TASK OBJECTIVE: What is needed is an exact copy of every entry below.

RECORDED DATA:
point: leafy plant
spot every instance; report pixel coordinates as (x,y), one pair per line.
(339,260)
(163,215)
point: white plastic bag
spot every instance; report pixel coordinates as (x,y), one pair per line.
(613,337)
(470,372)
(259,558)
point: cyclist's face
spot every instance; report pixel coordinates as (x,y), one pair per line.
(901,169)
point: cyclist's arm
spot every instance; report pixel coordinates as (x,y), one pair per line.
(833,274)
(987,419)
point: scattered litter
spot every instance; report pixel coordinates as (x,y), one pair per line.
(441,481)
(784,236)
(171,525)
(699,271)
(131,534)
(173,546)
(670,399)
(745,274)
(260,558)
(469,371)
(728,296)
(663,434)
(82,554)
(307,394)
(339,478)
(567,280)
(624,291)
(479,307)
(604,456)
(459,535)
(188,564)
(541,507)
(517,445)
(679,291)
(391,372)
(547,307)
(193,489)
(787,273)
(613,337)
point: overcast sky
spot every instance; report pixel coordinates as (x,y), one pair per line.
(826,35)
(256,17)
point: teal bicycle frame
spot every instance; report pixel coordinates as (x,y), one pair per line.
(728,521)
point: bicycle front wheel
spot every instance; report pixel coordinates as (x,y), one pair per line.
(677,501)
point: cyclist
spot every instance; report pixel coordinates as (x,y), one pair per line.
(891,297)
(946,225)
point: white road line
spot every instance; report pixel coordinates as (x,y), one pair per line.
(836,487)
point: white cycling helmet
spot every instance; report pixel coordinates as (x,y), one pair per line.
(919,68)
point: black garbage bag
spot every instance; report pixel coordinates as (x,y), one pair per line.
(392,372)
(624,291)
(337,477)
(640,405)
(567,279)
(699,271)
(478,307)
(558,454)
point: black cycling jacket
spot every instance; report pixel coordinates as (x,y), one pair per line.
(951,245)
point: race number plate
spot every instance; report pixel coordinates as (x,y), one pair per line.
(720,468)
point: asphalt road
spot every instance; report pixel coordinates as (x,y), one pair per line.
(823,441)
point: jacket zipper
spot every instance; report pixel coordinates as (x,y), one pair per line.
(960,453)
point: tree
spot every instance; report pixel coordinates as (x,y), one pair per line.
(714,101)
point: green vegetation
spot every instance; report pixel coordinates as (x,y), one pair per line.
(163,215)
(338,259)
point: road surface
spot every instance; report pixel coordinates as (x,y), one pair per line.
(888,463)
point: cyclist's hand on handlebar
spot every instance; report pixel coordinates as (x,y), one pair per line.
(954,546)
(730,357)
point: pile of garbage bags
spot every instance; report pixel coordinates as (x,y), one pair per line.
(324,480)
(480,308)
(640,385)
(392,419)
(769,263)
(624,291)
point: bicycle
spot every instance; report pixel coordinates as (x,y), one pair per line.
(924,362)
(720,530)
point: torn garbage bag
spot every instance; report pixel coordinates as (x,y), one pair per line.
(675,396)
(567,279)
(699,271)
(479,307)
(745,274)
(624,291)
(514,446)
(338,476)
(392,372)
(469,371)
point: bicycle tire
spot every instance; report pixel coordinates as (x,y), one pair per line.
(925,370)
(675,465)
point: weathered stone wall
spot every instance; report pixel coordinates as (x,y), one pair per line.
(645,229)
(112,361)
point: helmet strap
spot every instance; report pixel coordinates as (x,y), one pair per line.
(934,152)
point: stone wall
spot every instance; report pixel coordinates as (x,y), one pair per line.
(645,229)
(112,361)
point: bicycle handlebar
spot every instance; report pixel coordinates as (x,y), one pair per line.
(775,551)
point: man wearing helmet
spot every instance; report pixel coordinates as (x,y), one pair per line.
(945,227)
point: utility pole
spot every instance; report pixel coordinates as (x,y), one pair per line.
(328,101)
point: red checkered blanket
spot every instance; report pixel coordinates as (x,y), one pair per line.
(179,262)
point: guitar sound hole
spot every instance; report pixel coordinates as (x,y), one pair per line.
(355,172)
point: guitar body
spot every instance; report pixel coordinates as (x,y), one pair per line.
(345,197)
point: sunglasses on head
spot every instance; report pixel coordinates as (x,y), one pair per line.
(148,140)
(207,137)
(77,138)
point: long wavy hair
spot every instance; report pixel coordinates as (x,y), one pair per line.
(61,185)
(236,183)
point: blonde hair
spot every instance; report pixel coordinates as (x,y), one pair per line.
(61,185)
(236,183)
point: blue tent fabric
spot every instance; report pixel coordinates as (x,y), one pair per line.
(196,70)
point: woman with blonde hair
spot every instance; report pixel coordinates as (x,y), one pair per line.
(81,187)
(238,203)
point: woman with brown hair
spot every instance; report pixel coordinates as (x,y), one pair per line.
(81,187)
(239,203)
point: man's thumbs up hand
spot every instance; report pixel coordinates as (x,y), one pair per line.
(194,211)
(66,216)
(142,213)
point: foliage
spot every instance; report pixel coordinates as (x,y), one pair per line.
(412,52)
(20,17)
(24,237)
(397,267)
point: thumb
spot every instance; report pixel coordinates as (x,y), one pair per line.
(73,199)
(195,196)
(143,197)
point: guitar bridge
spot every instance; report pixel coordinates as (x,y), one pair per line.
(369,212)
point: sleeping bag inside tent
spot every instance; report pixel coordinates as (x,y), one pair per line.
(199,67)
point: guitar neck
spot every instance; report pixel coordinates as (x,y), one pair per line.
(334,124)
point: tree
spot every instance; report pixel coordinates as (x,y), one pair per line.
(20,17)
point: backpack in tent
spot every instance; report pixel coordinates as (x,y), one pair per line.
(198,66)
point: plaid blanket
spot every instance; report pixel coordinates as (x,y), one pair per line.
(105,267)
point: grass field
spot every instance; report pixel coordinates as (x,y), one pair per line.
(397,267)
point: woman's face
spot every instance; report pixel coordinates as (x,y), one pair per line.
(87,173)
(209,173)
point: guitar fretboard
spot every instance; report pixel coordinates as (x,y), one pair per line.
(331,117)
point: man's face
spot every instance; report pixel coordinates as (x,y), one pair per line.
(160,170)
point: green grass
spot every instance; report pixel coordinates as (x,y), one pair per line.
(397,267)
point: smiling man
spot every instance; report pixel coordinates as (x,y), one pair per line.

RESPONSE AREA:
point: leafy plant
spot every instance; report pixel coordinates as (x,y), one pair per line.
(339,260)
(163,215)
point: white plastic bag
spot every instance; report pixel coordinates as (x,y), one pair per line.
(613,337)
(470,372)
(259,558)
point: cyclist's face
spot every instance; report pixel coordinates as (x,y), one pair per line.
(901,169)
point: cyclist's arm
spot every instance; report pixel coordinates as (x,y), one pair per line.
(833,274)
(987,419)
point: scattered litter
spot every instance; report pixel coordinates as (x,y), one pair per line.
(441,481)
(784,236)
(171,525)
(699,271)
(131,534)
(173,546)
(670,399)
(745,274)
(260,558)
(469,371)
(728,296)
(663,434)
(82,554)
(307,394)
(339,478)
(567,280)
(624,291)
(479,307)
(604,456)
(459,535)
(188,564)
(541,507)
(517,445)
(679,291)
(391,372)
(547,307)
(193,489)
(787,273)
(613,337)
point: overcast sky
spot every instance; report pixel coordinates as (x,y), one pair per line.
(826,35)
(256,17)
point: teal bicycle frame
spot every instance; report pixel coordinates as (x,y), one pair per line.
(728,521)
point: bicycle front wheel
spot every instance; report pixel coordinates as (x,y), one pair per line.
(677,501)
point: cyclist
spot every instance; report pixel coordinates as (x,y), one pair per line.
(891,297)
(946,225)
point: white road line
spot every instance; report pixel coordinates as (x,y), one pair per line.
(836,487)
point: white cycling helmet
spot every instance; report pixel coordinates as (x,y), one pair per line.
(919,68)
point: black garbage bag
spot every instance; report pixel coordinates as (x,y), one pair per line.
(392,372)
(624,291)
(337,477)
(640,405)
(567,279)
(699,271)
(478,307)
(558,454)
point: black cycling jacket
spot every instance; report pixel coordinates as (x,y), one pair per line.
(951,245)
point: race number plate
spot every instance; report pixel coordinates as (x,y), one pair per line.
(720,468)
point: asphalt road
spot every instance; report pixel coordinates as (x,y), one pair per line.
(823,441)
point: jacket zipper
spot every instance; report pixel coordinates as (x,y), one pair per line.
(960,453)
point: tree
spot every instance; report pixel coordinates as (x,y), one pair per line.
(714,101)
point: green vegetation
spot every instance; report pixel coordinates as (x,y), one pair per line.
(163,215)
(338,259)
point: road surface
spot every instance; report pixel coordinates as (x,y), one pair per line.
(888,463)
point: cyclist's hand on handlebar
spot every instance; report pixel coordinates as (x,y), one pair per line.
(954,546)
(730,357)
point: pile of garbage bags
spot every instance; report pixel coordinates as (x,y), one pair per line.
(324,480)
(480,308)
(640,385)
(392,419)
(769,263)
(624,291)
point: bicycle
spot every instance; report pixel coordinates as (x,y), one pair per line.
(924,362)
(720,530)
point: torn garbage bag
spot every instance; report pixel coordinates as (x,y), one pair per line.
(675,396)
(567,279)
(699,271)
(479,307)
(745,274)
(624,291)
(514,446)
(338,476)
(392,372)
(469,371)
point: bicycle tire
spot every instance; report pixel coordinates as (x,y), one pair per line.
(925,370)
(675,465)
point: weathered stone wall
spot every instance; report pixel coordinates as (x,y), one pair per line.
(645,229)
(112,361)
point: helmet strap
spot every instance; report pixel coordinates as (x,y), one pair per line.
(934,152)
point: stone wall
spot every instance; report pixel coordinates as (x,y), one pair per line.
(645,229)
(112,361)
point: bicycle handlebar
spot every instance; report pixel coordinates as (x,y), one pair per line.
(775,551)
point: man wearing helmet
spot every instance; report pixel coordinates as (x,y), one pair per line.
(945,227)
point: utility pole
spot every instance; report pixel coordinates as (x,y), one pair per line.
(328,101)
point: red checkered blanket
spot every instance; report pixel coordinates as (x,y), one pair per line.
(179,262)
point: guitar sound hole
spot every instance; report pixel coordinates as (x,y), one pair per line.
(355,172)
point: guitar body
spot every instance; report pixel coordinates as (x,y), one pair per line.
(345,197)
point: sunglasses on head
spot every instance; report pixel coordinates as (x,y), one pair per line.
(148,140)
(207,137)
(77,138)
point: long wavy hair
spot every instance; report pixel coordinates as (x,y), one pair per line.
(61,185)
(236,183)
point: blonde hair
spot every instance; report pixel coordinates as (x,y), one pair per line.
(61,185)
(236,183)
point: blue tent fabric
spot every instance; report pixel coordinates as (x,y), one pair per line.
(196,70)
point: woman with blonde hair
spot every instance; report pixel coordinates as (x,y), one pair per line.
(81,187)
(238,203)
point: woman with brown hair
spot every instance; report pixel coordinates as (x,y), one pair per line.
(81,187)
(239,203)
point: man's thumbs up hand
spot every instance; report pixel coordinates as (x,y), one pair per line.
(194,211)
(66,216)
(142,213)
point: foliage
spot every instance; report pixel coordinates as (x,y), one pair per line.
(412,52)
(20,17)
(24,237)
(397,267)
point: thumb
spot every instance; report pixel coordinates as (x,y), one pair per line.
(73,199)
(195,196)
(143,197)
point: guitar bridge
spot every instance; report pixel coordinates as (x,y), one pair per line.
(369,212)
point: sleeping bag inside tent
spot every instance; report pixel coordinates as (x,y), one pair per line.
(199,67)
point: guitar neck
spot every instance; report pixel coordinates as (x,y), one pair per line.
(334,124)
point: tree
spot every instance; report pixel coordinates as (x,y), one pair per line.
(20,17)
point: backpack in tent
spot every instance; report pixel coordinates as (x,y), one pair per line.
(198,66)
point: plaid blanket
spot every instance; report pixel coordinates as (x,y), one pair per line.
(105,267)
point: grass field
spot every instance; report pixel coordinates as (x,y), one pair per line.
(397,267)
point: woman's face
spot every instance; report pixel coordinates as (x,y), one pair per line.
(87,173)
(209,173)
point: guitar fretboard
spot every instance; report pixel coordinates as (x,y), one pair per line.
(331,117)
point: man's face
spot every instance; report pixel coordinates as (x,y), one pair per line.
(160,170)
point: green grass
spot every instance; report pixel coordinates as (x,y), one pair per line.
(397,267)
point: smiling man
spot every instance; report pixel coordinates as (x,y), one pair per line.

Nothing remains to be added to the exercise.